• QUOTED PASSAGE:
=== Begin Enclosure ===
Seniors need to stay active, but the idea of walking around town or going to the gym might not be enticing for many seniors. When a person hates an activity, they’re far less likely to engage in it.
But when a senior is engaging in an activity that they like, they’ll be more inclined to continue the activity.
Seniors that fail to stay active face the risk of:
- Muscle loss
- Weight gain
- Poor circulation
- Brittle bones
Most seniors won’t be able to play the contact sports that they did in their youth, but there are great activities that are gentle on the joints and can be done at any age.
A few sport ideas that seniors are following today are:
Swimming is a great sport because it allows you to perform a full range of motion exercise without gravity getting in the way. The buoyancy of the water is often utilized by physical therapists to help retrain patients to walk.
So, it’s an environment that even a person with poor mobility can enjoy.
Water activities can also include aqua classes that bring seniors together to exercise and stay fit.
Taking a few laps around the pool will help:
- Burn calories
- Increase flexibility
- Build strength
You can also get a good cardiovascular workout if you swim faster laps.
There’s a reason that a lot of people retire and take up golf as a hobby: it’s great for seniors. Golf is a great social activity that can be shared with friends and family. Seniors won’t be able to play the game like they did when they were younger, and flexibility may impact a person’s swing.
If a senior chooses to walk between all 18 holes, they’ll also be engaging in a four-mile walk.
The course’s terrain can challenge the person further by forcing the body to engage different muscles to stay balanced. Seniors can also choose to try and walk to some of the holes and use a golf cart to get to the rest of the holes.
Golf will help a senior increase or maintain their flexibility, and the sport will also increase a person’s lower body and core muscle strength. Other muscle groups that are engaged when you make a swing are the forearms, back, chest and buttocks.
=== End Enclosure ===
• REQUIRED WORK:
1. According to the article on sports for seniors, why is swimming suitable even for someone with poor mobility?
2. Answer these questions from the article on sports for seniors.
(a) What risks does it list for seniors who fail to stay active?
(b) How far does a senior walk by walking between all 18 holes of golf?
(c) Which muscle groups does it name as engaged in a golf swing, besides the lower body and core?

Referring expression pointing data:
=== Begin Enclosure ===
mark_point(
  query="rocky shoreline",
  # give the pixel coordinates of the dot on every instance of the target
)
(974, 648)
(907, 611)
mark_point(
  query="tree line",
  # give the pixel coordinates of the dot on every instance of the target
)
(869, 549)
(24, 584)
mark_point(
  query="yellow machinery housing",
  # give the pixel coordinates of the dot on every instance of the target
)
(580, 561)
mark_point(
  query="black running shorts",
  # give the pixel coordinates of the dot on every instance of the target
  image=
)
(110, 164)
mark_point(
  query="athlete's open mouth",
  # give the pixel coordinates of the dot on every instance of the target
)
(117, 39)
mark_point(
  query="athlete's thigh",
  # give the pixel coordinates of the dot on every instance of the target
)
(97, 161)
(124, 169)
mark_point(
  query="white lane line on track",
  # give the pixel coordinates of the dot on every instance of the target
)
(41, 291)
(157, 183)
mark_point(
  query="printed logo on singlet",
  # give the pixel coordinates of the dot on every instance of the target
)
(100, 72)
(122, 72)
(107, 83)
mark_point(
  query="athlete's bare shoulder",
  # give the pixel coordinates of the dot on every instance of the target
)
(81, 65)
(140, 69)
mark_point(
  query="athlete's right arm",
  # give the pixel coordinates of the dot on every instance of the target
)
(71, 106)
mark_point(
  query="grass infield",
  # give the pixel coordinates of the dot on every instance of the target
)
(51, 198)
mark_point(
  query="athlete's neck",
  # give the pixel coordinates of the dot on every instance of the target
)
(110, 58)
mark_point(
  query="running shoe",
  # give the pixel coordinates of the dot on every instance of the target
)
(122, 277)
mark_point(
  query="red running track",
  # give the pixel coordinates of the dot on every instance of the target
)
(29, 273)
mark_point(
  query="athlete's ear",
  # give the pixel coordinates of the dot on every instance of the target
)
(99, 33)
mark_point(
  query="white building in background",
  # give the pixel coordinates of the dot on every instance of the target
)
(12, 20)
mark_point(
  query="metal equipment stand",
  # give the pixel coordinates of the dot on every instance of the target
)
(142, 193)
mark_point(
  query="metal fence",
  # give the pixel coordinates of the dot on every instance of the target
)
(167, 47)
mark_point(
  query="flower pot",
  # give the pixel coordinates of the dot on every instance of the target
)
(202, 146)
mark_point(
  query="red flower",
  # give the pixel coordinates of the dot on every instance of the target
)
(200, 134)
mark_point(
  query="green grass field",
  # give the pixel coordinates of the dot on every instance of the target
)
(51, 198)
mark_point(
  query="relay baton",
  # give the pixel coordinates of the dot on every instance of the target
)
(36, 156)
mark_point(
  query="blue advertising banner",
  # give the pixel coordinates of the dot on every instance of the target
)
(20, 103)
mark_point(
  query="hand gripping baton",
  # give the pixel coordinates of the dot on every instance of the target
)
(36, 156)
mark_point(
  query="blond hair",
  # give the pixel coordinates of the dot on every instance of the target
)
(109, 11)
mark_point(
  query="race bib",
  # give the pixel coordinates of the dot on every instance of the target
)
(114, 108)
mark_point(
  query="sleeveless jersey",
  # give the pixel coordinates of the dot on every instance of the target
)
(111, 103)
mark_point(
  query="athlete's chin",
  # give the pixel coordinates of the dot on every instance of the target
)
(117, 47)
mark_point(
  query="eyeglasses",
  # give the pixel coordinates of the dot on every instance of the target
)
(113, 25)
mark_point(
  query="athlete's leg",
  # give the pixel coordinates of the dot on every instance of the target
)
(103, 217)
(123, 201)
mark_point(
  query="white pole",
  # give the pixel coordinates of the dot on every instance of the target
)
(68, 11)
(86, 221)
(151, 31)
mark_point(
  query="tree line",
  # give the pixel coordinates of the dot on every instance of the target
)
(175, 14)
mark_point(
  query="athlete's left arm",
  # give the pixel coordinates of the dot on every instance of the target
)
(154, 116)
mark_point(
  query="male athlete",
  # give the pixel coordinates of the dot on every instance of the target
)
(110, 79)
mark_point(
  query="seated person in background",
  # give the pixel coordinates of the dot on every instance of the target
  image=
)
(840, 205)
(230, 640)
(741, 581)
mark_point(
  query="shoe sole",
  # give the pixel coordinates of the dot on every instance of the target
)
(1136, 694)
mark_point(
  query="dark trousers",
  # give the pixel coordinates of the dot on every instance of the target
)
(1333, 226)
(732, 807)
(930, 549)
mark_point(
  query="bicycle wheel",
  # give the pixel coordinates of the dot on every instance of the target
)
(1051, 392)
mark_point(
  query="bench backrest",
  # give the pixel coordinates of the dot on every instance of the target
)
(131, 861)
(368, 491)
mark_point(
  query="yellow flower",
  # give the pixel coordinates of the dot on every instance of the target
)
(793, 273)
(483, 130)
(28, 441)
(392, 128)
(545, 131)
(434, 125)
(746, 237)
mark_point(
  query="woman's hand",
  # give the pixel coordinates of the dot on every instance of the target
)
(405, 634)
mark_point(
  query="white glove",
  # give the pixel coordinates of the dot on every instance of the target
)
=== End Enclosure ===
• RESPONSES:
1. Water lets a person move through a full range of motion without gravity getting in the way. Its buoyancy is often used by physical therapists to help retrain patients to walk.

2.
(a) Muscle loss, weight gain, poor circulation, and brittle bones.
(b) Four miles.
(c) The forearms, back, chest, and buttocks.